# Assigned task
Would you set down all of the entries below exactly as they stand?
---
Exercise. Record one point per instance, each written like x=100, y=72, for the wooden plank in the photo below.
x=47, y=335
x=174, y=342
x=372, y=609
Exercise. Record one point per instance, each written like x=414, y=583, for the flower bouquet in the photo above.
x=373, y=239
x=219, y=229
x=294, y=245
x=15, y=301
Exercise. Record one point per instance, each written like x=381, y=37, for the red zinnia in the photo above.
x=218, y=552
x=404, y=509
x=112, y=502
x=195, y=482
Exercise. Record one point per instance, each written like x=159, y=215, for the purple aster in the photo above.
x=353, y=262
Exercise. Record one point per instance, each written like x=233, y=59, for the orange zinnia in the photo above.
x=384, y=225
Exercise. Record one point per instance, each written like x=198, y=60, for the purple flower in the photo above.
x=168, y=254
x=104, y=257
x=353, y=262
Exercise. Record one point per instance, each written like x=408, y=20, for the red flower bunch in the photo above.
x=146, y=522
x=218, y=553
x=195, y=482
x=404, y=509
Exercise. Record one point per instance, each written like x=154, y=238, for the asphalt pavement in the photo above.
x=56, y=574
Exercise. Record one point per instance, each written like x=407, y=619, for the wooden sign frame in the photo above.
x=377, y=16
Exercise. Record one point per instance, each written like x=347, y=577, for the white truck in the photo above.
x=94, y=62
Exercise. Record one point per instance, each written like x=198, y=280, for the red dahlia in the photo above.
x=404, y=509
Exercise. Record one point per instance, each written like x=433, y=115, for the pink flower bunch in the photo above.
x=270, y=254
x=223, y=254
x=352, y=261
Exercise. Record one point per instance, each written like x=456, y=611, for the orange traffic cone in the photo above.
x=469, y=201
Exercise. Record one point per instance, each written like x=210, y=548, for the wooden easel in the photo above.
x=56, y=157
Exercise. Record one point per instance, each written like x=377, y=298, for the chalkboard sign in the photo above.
---
# Written solution
Exercise. Record one point per instance, each written like x=100, y=72, for the wooden plank in the photo below.
x=47, y=335
x=174, y=342
x=372, y=609
Exercise. Record one point per instance, each written like x=414, y=583, for the flower bouquet in the photo above.
x=373, y=239
x=219, y=229
x=294, y=245
x=15, y=301
Exercise. Record one point per instance, each written like x=381, y=37, for the red zinnia in the photo above.
x=218, y=552
x=404, y=509
x=112, y=502
x=195, y=482
Exercise. Record one point per instance, each written like x=159, y=215, for the purple aster in the photo above.
x=353, y=262
Exercise. Record one point per instance, each written like x=233, y=59, for the orange zinnia in the photo above.
x=384, y=225
Exercise. Record one point per instance, each written like x=198, y=60, for the purple flower in the photo above.
x=168, y=254
x=104, y=257
x=353, y=262
Exercise. Record one point per instance, each written like x=408, y=20, for the red flower bunch in the photo above.
x=146, y=522
x=218, y=553
x=195, y=482
x=404, y=509
Exercise. Record one point per instance, each written like x=154, y=238, for the asphalt pavement in the photo above.
x=56, y=574
Exercise. Record one point per instance, each written like x=407, y=619, for the wooden sign frame in the photo above.
x=377, y=16
Exercise. Record one point per instance, each written like x=347, y=577, for the white truck in the photo above.
x=94, y=62
Exercise. Record one point per instance, each written like x=198, y=280, for the red dahlia in the photo above.
x=404, y=509
Exercise. Record one point per instance, each written like x=433, y=115, for the pink flower bunch in the photo above.
x=270, y=254
x=223, y=254
x=352, y=261
Exercise. Record one point per instance, each written like x=456, y=611, for the orange traffic cone in the photo above.
x=469, y=201
Exercise. Record one point per instance, each written like x=210, y=548, for the wooden easel in the photo above.
x=56, y=157
Exercise. Record one point per instance, each written like x=377, y=298, for the chalkboard sign in the photo above.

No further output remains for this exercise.